─── Excerpt

We must end our legacy of racism, indifference, hatred, and police brutality. We must elect leaders who take seriously and acknowledge the deep wounds in our country.

We must invest in creating greater opportunities for our children and need to end the punitive policies in our schools that target Black boys and girls, and children of color. We must invest in restorative justice and social services and need justice sector reform that ends harsh and unjust sentencing of Black men and women, and people of color. We urgently need to hold accountable law enforcement officers, for all excessive force, particularly against Black people and people of color. That means continuing to retool police training and police strategies, rethinking the policing system in our country, and reimagining how we invest in our communities. 

We need leaders of this country to end their racist and militaristic language, denigration of protestors, and denial of historical racial injustices. We call on federal government officials to denounce the racism and language of domination that the Administration uses on a daily basis, and we call on law enforcement at all levels to reject the President’s calls for use of violence against protestors, and instead to seek peaceful dialogue and justice for victims of police violence, and to take actions to end the cycle of violence and repression that has been synonymous with the policing of Black bodies in America.

──────
─── Given records

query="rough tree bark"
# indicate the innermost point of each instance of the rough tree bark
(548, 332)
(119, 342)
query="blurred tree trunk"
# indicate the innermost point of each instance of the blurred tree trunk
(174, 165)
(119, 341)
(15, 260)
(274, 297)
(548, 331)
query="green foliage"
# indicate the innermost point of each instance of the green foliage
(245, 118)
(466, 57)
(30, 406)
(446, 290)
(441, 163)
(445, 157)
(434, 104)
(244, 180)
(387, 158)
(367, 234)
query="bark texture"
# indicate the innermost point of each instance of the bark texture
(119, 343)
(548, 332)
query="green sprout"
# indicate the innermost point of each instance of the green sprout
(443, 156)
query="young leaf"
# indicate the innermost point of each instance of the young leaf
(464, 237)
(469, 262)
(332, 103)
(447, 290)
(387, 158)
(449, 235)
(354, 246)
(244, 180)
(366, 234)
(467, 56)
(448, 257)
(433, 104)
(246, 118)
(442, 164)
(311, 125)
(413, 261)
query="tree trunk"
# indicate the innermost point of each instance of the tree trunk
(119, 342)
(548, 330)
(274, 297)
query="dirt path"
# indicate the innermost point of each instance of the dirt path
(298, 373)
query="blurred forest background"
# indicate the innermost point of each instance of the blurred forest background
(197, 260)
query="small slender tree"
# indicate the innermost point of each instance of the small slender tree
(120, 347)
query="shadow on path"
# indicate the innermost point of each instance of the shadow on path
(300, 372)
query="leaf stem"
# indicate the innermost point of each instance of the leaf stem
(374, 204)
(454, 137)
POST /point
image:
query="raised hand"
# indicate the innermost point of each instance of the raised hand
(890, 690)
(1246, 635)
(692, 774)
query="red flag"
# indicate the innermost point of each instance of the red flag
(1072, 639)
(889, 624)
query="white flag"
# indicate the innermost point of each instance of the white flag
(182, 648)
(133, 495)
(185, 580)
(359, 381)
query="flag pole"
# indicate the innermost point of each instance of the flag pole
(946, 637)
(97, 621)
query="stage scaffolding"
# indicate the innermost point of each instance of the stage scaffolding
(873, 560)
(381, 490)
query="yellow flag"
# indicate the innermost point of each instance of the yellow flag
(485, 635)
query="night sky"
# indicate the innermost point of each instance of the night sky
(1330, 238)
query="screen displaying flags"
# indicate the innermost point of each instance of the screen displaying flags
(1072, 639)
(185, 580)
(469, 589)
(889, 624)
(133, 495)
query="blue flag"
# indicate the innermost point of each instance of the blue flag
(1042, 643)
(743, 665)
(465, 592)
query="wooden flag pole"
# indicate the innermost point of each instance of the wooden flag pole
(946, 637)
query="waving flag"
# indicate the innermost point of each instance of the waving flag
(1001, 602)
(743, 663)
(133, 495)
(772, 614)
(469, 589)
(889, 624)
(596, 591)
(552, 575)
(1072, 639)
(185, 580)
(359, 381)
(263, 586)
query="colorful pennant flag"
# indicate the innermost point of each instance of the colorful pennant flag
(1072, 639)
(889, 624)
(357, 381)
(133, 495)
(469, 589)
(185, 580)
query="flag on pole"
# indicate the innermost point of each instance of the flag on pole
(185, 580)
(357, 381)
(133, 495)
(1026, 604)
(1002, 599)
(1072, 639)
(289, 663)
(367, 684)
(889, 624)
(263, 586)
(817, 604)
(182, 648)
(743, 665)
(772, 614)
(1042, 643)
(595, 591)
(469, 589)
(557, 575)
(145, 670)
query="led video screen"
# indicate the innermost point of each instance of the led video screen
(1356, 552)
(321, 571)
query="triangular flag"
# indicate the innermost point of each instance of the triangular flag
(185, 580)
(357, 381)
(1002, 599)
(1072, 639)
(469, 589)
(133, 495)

──────
─── Given records

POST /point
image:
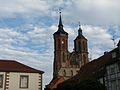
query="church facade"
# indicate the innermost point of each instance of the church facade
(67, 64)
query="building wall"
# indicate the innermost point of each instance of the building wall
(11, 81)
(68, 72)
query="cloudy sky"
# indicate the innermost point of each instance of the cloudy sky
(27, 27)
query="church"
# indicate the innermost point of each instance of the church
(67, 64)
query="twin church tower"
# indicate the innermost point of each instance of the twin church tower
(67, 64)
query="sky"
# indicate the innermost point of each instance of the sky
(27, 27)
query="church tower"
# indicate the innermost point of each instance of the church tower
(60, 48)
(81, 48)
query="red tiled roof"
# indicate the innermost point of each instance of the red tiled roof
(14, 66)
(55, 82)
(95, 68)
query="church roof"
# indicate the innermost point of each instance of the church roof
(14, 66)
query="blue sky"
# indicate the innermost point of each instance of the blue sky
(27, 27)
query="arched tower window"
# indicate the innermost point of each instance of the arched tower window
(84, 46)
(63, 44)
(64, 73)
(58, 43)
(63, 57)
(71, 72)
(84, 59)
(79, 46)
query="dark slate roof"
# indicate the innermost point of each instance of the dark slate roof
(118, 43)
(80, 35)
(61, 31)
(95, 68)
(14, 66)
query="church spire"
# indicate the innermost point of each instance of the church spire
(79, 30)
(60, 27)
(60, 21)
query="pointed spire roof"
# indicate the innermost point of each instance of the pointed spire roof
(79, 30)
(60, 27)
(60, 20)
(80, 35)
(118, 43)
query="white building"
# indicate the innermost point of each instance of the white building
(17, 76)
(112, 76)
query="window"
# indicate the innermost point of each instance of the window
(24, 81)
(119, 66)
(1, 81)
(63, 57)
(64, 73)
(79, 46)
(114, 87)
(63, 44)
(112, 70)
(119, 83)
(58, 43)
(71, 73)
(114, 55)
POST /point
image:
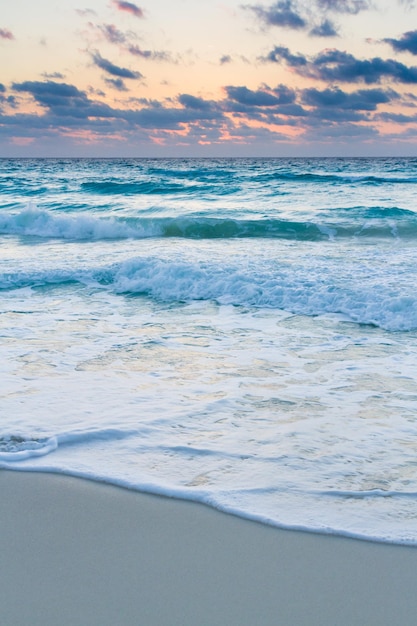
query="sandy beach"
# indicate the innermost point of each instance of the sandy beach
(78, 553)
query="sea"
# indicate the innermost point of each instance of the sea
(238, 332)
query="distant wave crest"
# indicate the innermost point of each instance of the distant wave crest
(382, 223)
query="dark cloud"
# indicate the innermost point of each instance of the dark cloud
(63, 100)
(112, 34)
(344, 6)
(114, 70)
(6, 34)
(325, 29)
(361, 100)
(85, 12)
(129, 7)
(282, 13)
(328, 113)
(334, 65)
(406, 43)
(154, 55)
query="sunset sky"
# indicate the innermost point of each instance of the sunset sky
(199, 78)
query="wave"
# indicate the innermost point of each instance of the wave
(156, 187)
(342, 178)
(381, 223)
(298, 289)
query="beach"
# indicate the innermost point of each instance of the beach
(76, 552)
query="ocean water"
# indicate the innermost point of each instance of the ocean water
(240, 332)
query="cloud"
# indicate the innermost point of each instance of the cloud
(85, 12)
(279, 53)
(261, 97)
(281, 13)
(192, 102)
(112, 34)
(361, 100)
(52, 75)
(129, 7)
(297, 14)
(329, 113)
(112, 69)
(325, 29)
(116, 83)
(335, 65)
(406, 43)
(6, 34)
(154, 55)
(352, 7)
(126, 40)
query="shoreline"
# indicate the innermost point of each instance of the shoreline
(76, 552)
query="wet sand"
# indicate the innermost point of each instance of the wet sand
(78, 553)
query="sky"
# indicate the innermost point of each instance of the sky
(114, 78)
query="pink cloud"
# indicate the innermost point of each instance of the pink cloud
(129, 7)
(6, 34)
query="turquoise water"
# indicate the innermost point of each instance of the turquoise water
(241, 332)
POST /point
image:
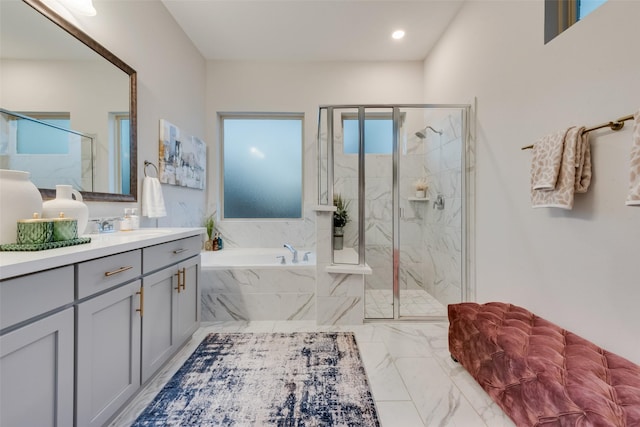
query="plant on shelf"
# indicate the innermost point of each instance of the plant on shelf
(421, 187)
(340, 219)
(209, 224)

──────
─── Given records

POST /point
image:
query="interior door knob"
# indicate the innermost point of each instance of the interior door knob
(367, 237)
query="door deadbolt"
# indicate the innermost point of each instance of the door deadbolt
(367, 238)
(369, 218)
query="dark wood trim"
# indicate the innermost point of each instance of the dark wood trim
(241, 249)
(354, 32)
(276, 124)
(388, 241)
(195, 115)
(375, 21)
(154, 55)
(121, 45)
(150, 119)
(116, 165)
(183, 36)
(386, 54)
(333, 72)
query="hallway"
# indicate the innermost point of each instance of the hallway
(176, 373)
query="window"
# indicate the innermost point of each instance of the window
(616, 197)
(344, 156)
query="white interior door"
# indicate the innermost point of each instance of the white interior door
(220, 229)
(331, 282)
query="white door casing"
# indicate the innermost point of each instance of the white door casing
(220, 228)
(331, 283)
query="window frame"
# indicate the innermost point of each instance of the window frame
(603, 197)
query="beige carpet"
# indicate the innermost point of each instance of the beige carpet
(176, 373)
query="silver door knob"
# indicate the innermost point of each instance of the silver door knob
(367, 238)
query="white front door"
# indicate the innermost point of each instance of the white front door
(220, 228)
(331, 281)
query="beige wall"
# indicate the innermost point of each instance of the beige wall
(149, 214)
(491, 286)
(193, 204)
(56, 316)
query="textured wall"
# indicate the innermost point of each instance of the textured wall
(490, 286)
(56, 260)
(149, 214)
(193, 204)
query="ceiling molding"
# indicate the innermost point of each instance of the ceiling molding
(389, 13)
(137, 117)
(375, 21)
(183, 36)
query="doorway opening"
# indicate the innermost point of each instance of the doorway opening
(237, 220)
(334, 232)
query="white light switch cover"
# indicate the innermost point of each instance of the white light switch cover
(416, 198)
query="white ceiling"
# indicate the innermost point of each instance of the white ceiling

──────

» Exercise details: In the statement on racism and police brutality, what does it call on law enforcement at all levels to reject?

» In response: The President’s calls for use of violence against protestors.